[Given problem] Reproduce the records below word for word, starting at the line that contains "the glass rim" and stopping after the line that contains "column 173, row 219".

[Input material]
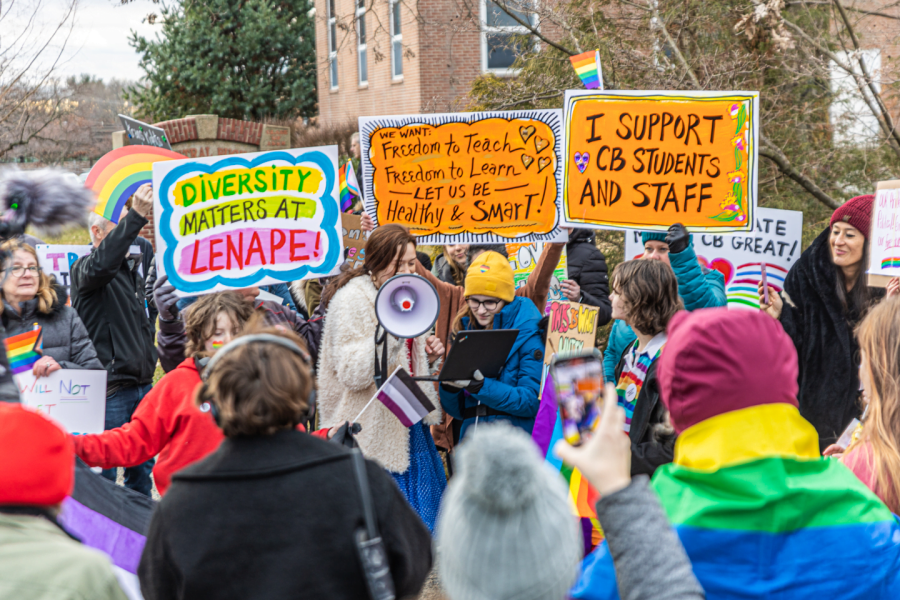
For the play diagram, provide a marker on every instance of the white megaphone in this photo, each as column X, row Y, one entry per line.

==

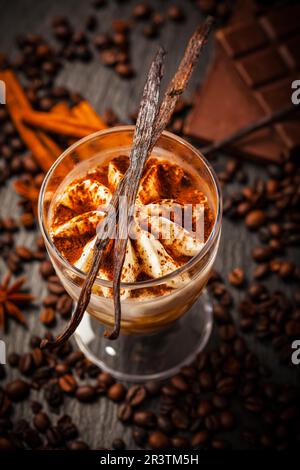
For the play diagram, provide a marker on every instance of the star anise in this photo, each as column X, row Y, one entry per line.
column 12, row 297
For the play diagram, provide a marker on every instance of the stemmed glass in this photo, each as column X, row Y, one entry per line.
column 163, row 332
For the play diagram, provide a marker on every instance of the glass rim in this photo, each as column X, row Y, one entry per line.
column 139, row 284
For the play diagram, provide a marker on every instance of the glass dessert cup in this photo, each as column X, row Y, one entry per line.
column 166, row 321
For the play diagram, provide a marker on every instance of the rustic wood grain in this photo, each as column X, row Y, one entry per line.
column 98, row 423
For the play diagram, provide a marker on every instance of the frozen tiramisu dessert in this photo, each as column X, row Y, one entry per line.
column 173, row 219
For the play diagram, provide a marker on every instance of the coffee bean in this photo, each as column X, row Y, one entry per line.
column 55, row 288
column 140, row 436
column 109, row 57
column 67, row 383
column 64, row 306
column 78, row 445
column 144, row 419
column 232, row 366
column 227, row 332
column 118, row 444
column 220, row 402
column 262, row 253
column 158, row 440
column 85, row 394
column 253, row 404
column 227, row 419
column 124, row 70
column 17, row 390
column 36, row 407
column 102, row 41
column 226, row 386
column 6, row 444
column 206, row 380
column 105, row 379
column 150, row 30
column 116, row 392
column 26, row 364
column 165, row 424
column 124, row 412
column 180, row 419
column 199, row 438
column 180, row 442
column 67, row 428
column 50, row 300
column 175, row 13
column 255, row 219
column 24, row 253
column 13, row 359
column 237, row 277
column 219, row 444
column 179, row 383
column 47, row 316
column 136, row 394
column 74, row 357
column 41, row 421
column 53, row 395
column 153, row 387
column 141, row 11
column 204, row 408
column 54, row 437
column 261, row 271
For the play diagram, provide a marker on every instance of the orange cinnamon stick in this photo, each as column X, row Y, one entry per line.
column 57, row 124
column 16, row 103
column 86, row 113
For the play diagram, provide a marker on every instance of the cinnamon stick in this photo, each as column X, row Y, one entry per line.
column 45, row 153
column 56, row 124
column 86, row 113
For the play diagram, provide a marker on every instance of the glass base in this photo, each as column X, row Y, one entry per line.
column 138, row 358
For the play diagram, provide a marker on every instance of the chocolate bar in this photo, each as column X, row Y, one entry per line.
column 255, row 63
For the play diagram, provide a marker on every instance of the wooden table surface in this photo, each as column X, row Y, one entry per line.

[In response]
For the play diagram, provide a marker on every instance of the glass rim in this photo, each as column X, row Y, one entry per line.
column 139, row 284
For the play diagram, provide a marker on every instance of the glass dessert cup in this photo, each as column X, row Y, one entry per line.
column 166, row 321
For the play diagram, provide a marker on every instance of the rustic wood grain in this photo, each as column X, row Y, one entry per line.
column 98, row 423
For the play diagram, provide a marker on every instance of the frozen tiramisu dessert in this photo, each as column X, row Y, one entry per line.
column 173, row 219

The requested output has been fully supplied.